— START —

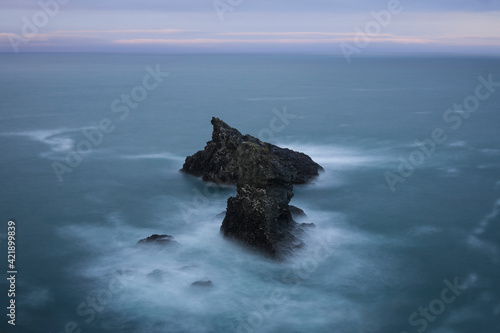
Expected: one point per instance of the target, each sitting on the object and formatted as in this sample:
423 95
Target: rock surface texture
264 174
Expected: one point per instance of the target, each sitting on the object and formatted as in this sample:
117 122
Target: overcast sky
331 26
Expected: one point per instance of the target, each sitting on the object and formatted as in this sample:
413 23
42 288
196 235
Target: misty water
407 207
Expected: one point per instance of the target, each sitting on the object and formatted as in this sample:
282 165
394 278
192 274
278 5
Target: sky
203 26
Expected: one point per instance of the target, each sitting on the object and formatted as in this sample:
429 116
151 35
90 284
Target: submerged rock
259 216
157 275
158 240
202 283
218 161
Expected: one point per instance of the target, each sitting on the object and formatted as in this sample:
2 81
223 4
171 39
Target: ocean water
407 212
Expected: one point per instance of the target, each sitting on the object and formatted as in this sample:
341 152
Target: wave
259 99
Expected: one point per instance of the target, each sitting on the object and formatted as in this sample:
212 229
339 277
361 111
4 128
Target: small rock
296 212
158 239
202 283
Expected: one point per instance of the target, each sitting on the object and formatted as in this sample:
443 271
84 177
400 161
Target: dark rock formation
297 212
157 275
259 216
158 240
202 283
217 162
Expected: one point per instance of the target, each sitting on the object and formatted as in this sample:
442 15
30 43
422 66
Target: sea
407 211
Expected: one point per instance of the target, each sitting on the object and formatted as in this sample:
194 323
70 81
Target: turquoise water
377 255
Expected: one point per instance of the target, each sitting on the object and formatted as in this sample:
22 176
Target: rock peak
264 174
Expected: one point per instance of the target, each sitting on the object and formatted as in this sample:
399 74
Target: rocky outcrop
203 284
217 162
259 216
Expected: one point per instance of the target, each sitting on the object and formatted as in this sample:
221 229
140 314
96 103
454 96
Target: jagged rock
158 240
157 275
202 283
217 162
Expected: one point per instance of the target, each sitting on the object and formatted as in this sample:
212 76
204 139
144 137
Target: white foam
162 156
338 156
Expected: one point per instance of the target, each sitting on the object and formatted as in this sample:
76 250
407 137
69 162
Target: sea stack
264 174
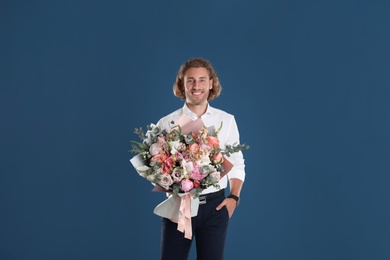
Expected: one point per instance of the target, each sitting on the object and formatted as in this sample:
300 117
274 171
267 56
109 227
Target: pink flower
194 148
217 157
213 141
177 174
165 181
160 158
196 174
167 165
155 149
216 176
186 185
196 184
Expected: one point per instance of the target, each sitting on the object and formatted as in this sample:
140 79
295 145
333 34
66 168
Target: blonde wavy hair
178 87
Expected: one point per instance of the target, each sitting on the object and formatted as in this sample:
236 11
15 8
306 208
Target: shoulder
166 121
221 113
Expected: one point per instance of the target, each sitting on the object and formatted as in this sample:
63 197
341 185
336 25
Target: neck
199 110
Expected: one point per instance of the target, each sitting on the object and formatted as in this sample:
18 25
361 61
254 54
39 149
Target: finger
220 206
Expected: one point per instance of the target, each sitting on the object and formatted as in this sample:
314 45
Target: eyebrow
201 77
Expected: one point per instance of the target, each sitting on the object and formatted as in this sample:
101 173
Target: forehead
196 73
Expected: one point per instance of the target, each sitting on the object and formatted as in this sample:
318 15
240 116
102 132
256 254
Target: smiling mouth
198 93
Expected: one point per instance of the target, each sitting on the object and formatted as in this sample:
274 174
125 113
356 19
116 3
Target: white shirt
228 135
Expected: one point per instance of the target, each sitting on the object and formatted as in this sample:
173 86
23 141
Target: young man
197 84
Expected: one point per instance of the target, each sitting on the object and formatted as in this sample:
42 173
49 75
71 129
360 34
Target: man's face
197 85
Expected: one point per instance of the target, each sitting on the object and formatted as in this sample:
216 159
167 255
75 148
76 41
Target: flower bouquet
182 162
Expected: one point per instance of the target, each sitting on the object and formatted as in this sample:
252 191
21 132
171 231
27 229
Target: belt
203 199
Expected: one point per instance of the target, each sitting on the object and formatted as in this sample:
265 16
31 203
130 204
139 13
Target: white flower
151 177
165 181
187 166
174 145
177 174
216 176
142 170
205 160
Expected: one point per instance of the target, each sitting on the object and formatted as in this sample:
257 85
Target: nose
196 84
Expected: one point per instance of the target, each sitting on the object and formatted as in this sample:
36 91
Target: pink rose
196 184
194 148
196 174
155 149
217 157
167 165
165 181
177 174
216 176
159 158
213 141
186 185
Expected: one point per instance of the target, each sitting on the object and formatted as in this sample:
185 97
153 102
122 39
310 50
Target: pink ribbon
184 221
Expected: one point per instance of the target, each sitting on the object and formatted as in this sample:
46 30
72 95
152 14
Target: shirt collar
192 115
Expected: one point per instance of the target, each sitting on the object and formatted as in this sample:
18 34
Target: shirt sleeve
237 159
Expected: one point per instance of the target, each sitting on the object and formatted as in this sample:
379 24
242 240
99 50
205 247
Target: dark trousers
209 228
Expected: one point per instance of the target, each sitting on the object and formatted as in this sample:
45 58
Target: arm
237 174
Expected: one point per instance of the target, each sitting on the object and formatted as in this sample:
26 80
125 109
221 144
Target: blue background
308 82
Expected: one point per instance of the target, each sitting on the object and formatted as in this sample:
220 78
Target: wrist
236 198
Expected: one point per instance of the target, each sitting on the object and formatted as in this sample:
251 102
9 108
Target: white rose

— END —

Instructions to follow: Write the listing above out again exactly, dropping each image.

Result of this task:
Expected: one point per instance of the target, each sitting on the object and formatted as in this sample:
423 95
Target: rock surface texture
264 174
Expected: one point per instance of the target, each sitting on the object and formatted as in this sample:
117 122
Target: overcast sky
331 26
Expected: one point per instance of the target, each sitting on the object and formatted as in this sample:
413 23
42 288
196 235
Target: misty water
407 207
Expected: one point per instance of the target, each sitting on the object and formatted as in this sample:
282 165
394 278
192 274
278 5
Target: sky
203 26
Expected: one point per instance of the target, each sitting on the object and formatted as in this sample:
429 116
151 35
90 284
Target: submerged rock
259 216
157 275
158 240
202 283
218 161
Expected: one point per instance of the target, each sitting on the object and formatted as in this sample:
2 81
223 4
171 39
Target: ocean water
407 212
Expected: one point per instance of the target, each sitting on the object and formatted as in this sample:
341 152
Target: wave
259 99
Expected: one point per instance of the target, each sitting on the object and formatted as in this sample:
212 229
339 277
361 111
4 128
Target: small rock
296 212
158 239
202 283
Expected: one point per instance of the target, each sitting on the object and formatted as in this sample:
443 271
84 177
400 161
Target: dark rock formation
297 212
157 275
259 216
158 240
202 283
217 162
Expected: one point per instance of the target, each sitting on the object and formatted as in this sample:
442 15
30 43
422 66
Target: sea
407 211
Expected: one point per instance of the target, each sitting on the object and formatted as in this sample:
194 323
70 81
Target: turquoise water
377 255
Expected: one point per instance of the target, each sitting on the object and formatted as in this sample:
22 176
Target: rock peak
264 174
Expected: one point per instance of the target, each sitting on the object and formatted as in this sample:
399 74
Target: rocky outcrop
203 284
217 162
259 216
Expected: one point per instance of the target, each sitting on the object and formatted as in this sample:
221 229
140 314
96 103
454 96
Target: jagged rock
158 240
157 275
202 283
217 162
Expected: one point per instance of the target, each sitting on the object and formatted as in this sample:
212 76
204 139
144 137
Target: white foam
162 156
338 156
Expected: one point per instance of the target, each sitting on the object and formatted as in this sample:
76 250
407 137
69 162
Target: sea stack
264 174
Expected: one point per instance of the target, each sitting on the object and formatted as in this sample:
300 117
274 171
267 56
109 227
Target: pink flower
194 148
217 157
213 141
177 174
165 181
160 158
196 174
167 165
155 149
216 176
186 185
196 184
Expected: one point per instance of the target, each sitting on the object and formatted as in this sample:
140 79
295 145
333 34
66 168
Target: blonde wavy hair
178 87
Expected: one point per instance of the target, each sitting on the object and formatted as in this sample:
236 11
15 8
306 208
Target: shoulder
166 121
221 113
Expected: one point per instance of the target, each sitting on the object and formatted as in this sample:
63 197
341 185
336 25
Target: neck
199 110
Expected: one point per instance of the target, each sitting on the object and formatted as in this sample:
18 25
361 61
254 54
39 149
Target: finger
220 206
Expected: one point per instance of the target, each sitting on the object and formatted as in this sample:
314 45
Target: eyebrow
201 77
Expected: one point per instance of the target, each sitting on the object and formatted as in this sample:
101 173
Target: forehead
196 73
Expected: one point per instance of the target, each sitting on the object and formatted as in this sample:
318 15
240 116
102 132
256 254
Target: smiling mouth
198 93
Expected: one point per instance of the target, each sitting on the object and formatted as in this sample:
274 174
125 113
356 19
116 3
Target: white shirt
228 135
Expected: one point per instance of the target, each sitting on the object and formatted as in this sample:
173 86
23 141
Target: young man
197 84
Expected: one point per instance of the target, each sitting on the object and formatted as in this sample:
42 173
49 75
71 129
360 34
Target: man's face
197 85
Expected: one point per instance of the target, each sitting on the object and formatted as in this sample:
216 159
167 255
75 148
76 41
Target: flower bouquet
182 162
Expected: one point per instance of the target, each sitting on the object and formatted as in this sample:
252 191
21 132
171 231
27 229
Target: belt
203 199
Expected: one point per instance of the target, each sitting on the object and formatted as in this sample:
265 16
31 203
130 204
139 13
Target: white flower
151 177
165 181
187 166
174 145
177 174
216 176
142 170
205 160
Expected: one point per instance of the target, each sitting on the object and formatted as in this sample:
257 85
Target: nose
196 84
Expected: one point per instance of the target, each sitting on the object and formatted as in this sample:
36 91
Target: pink rose
196 184
194 148
196 174
155 149
217 157
167 165
165 181
177 174
216 176
159 158
213 141
186 185
Expected: one point per instance of the target, each sitting on the object and formatted as in this sample:
185 97
153 102
122 39
310 50
Target: pink ribbon
184 221
Expected: one point per instance of the target, each sitting on the object and formatted as in this sample:
46 30
72 95
152 14
Target: shirt collar
192 115
Expected: one point per instance of the target, each sitting on the object and formatted as in this sample:
18 34
Target: shirt sleeve
237 159
Expected: one point per instance of the target, each sitting on the object and formatted as in this sample:
379 24
242 240
99 50
205 247
Target: dark trousers
209 228
Expected: one point per instance of the target, each sitting on the object and formatted as in this sample:
45 58
Target: arm
237 174
Expected: one point per instance of the target, each sitting on the object and formatted as in this sample:
26 80
125 109
221 144
Target: blue background
308 82
Expected: one point per instance of the target, each sitting on the object and formatted as in this sample:
220 78
Target: wrist
236 198
Expected: one point per instance of the target, each sitting on the object and formatted as in this sample:
251 102
9 108
Target: white rose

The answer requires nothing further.